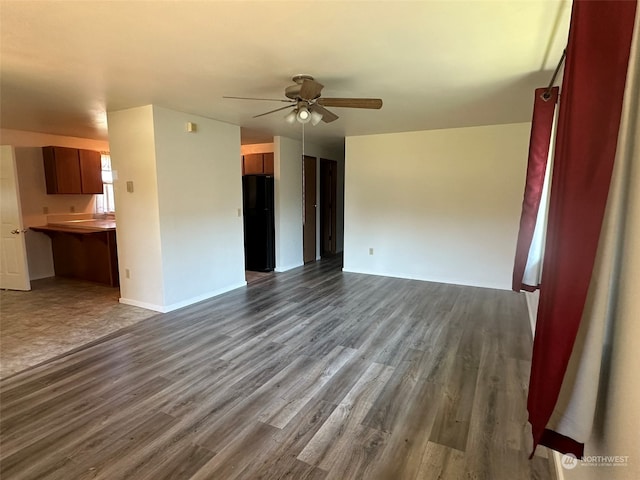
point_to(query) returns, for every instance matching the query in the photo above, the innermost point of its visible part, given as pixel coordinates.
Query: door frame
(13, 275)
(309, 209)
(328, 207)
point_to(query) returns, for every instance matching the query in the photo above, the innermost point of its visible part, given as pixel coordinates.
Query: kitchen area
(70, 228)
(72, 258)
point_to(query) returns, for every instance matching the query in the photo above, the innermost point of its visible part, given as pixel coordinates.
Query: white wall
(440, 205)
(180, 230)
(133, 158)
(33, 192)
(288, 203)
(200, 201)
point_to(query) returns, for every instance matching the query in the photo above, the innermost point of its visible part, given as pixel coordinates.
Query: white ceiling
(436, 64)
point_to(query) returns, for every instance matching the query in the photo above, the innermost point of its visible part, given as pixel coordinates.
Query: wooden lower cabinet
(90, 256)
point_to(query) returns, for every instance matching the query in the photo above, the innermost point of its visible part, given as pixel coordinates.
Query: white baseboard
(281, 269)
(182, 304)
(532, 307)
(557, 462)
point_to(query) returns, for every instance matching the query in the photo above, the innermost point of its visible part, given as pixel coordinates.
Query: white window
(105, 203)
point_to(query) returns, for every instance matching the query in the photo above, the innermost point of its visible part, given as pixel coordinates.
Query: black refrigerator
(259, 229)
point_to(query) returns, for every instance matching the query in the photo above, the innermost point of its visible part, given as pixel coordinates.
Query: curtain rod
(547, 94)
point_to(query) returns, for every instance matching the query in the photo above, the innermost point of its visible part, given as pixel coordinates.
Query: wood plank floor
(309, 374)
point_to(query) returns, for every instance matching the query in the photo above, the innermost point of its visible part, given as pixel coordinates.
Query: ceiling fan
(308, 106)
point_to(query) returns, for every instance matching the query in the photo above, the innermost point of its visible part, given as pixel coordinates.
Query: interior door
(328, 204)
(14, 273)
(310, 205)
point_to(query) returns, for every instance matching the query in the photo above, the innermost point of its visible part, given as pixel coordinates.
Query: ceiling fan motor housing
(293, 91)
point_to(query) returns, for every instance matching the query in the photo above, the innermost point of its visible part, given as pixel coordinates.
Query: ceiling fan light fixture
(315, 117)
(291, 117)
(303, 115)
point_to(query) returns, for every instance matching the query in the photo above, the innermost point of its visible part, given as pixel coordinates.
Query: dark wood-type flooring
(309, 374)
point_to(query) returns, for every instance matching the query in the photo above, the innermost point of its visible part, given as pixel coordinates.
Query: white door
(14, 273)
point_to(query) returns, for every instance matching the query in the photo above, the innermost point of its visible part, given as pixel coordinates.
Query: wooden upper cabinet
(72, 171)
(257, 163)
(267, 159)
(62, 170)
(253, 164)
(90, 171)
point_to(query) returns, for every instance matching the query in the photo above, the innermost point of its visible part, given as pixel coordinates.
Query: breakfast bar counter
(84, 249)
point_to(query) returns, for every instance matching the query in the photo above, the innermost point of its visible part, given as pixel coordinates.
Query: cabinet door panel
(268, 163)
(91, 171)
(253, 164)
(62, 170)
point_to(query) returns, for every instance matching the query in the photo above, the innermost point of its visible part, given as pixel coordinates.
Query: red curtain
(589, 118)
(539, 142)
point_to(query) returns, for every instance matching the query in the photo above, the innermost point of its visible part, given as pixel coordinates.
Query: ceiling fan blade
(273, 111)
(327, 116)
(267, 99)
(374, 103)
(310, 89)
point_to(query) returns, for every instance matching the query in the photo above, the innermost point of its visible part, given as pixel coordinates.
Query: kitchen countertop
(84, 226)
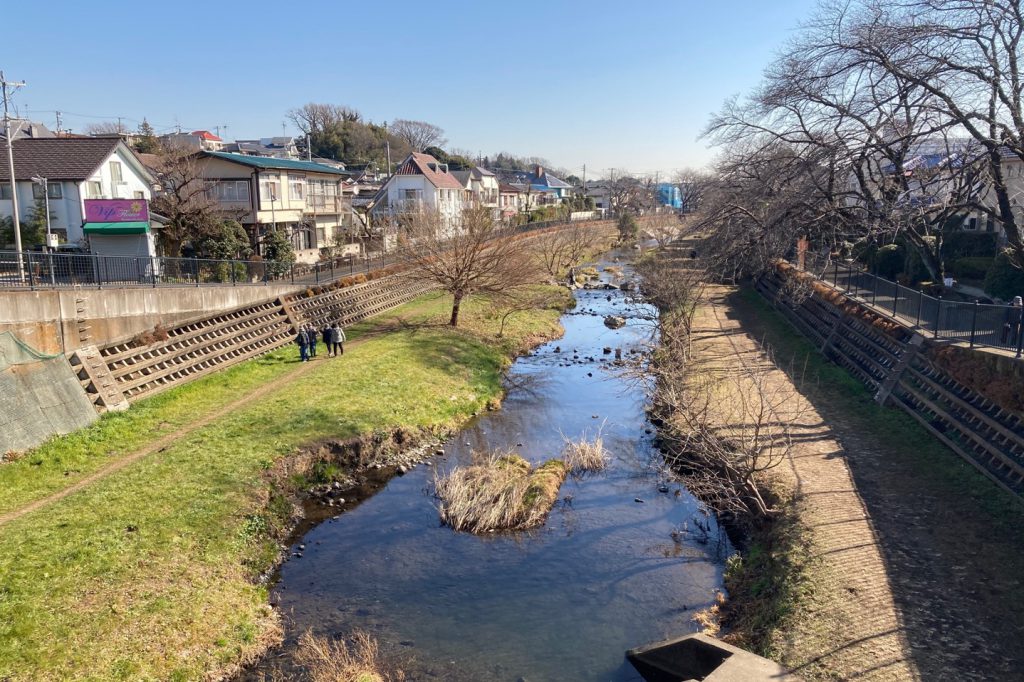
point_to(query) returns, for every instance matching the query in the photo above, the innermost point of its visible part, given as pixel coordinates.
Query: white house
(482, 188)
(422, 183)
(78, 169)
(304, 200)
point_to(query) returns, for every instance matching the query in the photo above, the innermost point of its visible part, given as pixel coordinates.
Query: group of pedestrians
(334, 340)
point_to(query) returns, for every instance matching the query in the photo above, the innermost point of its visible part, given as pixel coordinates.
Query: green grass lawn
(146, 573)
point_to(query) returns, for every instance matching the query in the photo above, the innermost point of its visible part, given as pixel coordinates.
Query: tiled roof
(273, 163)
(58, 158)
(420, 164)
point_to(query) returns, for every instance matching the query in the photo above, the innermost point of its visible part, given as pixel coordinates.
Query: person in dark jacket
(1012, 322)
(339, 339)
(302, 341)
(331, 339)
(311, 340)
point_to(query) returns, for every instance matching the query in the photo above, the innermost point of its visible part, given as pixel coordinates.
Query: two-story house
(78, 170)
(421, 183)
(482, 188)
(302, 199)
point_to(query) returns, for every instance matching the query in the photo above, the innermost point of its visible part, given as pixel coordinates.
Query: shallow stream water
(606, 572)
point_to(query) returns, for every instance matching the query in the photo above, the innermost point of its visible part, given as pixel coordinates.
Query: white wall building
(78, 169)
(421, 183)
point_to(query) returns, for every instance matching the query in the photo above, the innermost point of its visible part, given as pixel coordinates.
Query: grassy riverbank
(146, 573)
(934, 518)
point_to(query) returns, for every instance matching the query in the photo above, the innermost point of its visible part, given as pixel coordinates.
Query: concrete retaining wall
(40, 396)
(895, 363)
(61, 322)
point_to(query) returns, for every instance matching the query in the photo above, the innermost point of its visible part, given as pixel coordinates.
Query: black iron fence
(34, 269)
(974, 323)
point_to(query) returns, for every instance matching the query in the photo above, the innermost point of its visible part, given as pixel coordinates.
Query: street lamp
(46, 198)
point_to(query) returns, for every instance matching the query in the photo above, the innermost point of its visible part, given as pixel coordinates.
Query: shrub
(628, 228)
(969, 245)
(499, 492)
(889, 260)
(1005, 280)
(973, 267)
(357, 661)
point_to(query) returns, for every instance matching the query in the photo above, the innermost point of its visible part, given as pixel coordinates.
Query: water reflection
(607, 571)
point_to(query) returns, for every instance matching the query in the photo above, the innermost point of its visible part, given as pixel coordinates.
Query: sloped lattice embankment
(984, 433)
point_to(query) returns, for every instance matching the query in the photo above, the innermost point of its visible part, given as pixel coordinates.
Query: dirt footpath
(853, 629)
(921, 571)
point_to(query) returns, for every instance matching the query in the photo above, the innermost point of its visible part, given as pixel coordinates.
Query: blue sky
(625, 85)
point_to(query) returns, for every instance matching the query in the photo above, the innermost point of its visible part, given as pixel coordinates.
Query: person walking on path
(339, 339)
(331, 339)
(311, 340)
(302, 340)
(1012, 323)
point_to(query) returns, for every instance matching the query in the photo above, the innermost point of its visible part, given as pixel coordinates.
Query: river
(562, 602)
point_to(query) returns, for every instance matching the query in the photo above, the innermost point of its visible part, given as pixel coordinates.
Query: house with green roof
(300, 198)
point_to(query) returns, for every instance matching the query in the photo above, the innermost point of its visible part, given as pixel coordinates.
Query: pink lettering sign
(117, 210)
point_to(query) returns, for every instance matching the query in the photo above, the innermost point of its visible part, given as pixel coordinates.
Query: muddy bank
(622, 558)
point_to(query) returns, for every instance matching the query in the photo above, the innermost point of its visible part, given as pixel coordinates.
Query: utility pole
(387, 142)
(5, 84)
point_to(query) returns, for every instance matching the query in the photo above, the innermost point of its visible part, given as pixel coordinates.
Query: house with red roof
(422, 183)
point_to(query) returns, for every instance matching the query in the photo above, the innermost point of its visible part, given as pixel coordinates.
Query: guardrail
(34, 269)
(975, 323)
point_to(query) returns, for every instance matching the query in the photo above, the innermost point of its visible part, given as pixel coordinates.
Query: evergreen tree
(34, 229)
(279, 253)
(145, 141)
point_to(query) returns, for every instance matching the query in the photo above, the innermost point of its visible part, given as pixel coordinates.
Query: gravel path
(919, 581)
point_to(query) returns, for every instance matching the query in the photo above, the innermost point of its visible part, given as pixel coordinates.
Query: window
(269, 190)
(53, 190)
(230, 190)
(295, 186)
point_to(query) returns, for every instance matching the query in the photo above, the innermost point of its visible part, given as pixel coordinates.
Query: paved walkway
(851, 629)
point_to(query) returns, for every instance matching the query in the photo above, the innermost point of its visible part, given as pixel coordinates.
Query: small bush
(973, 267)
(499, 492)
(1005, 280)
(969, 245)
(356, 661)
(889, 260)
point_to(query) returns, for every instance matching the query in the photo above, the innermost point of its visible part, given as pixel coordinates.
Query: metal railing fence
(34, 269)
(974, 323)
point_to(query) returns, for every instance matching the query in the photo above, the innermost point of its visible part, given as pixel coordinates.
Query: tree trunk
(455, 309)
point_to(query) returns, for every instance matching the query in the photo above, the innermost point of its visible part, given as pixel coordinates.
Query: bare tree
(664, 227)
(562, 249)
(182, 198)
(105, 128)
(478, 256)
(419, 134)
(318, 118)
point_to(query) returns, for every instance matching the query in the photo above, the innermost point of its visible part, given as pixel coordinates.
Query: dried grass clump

Directions: Your task is to reproduce exactly the lines that begin with the one containing "Query: paved walkway" and continue to the end of the data, both ends included.

Written response:
Query: paved walkway
(851, 629)
point_to(query) returns, for every instance matching the query in the photo above, the innermost point of its visible part, given as pixel coordinates.
Query: small bush
(973, 267)
(499, 492)
(1005, 280)
(969, 245)
(356, 661)
(889, 260)
point_to(query) returns, for every instance matching the query in the photo above, the innermost point of its visible part, given as pixel coordinates.
Query: metal railing fence
(34, 269)
(974, 323)
point_to(query) returns, for every instance matching the query in the photo above, the innermost point of its visible part, given as pixel coordinates.
Query: tree trunk
(455, 309)
point_to(query) returns, for every instance matching the query in the photo above, the innermost point of its visible part, given as pixel coordinates.
Query: bare tree
(664, 227)
(562, 249)
(182, 198)
(105, 128)
(478, 256)
(419, 134)
(318, 118)
point_to(query) returns, for every instance matching the query in the photo above, the innermost point of its visible part, given as pixel coordinates.
Query: dried grass clump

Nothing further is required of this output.